**Goal:**
Please copy the following entries word for word, leaving nothing out.
[start of Material to process]
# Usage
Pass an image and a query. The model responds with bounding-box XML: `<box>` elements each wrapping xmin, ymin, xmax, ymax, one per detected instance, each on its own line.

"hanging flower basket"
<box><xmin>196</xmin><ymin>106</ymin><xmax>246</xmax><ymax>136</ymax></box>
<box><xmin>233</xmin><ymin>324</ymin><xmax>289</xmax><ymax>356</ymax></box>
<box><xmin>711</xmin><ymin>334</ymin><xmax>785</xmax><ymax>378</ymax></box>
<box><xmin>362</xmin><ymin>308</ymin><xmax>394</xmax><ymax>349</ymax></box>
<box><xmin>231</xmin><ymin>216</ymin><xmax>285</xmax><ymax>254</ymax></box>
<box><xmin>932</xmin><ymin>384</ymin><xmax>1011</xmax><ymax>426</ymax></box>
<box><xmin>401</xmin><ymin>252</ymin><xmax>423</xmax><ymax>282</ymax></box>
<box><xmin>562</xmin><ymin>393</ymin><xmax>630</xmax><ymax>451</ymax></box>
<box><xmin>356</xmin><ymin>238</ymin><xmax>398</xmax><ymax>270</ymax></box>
[end of Material to process]
**Output:**
# Usage
Pass an image and a query. The model responds with bounding-box XML: `<box>` elements each wrapping xmin, ymin, xmax, ymax, one per detected instance, each on its own line.

"hanging flower basket"
<box><xmin>196</xmin><ymin>106</ymin><xmax>246</xmax><ymax>136</ymax></box>
<box><xmin>233</xmin><ymin>324</ymin><xmax>289</xmax><ymax>356</ymax></box>
<box><xmin>711</xmin><ymin>334</ymin><xmax>785</xmax><ymax>378</ymax></box>
<box><xmin>362</xmin><ymin>308</ymin><xmax>394</xmax><ymax>349</ymax></box>
<box><xmin>231</xmin><ymin>216</ymin><xmax>285</xmax><ymax>254</ymax></box>
<box><xmin>932</xmin><ymin>384</ymin><xmax>1011</xmax><ymax>426</ymax></box>
<box><xmin>401</xmin><ymin>252</ymin><xmax>423</xmax><ymax>282</ymax></box>
<box><xmin>562</xmin><ymin>393</ymin><xmax>630</xmax><ymax>451</ymax></box>
<box><xmin>356</xmin><ymin>238</ymin><xmax>398</xmax><ymax>270</ymax></box>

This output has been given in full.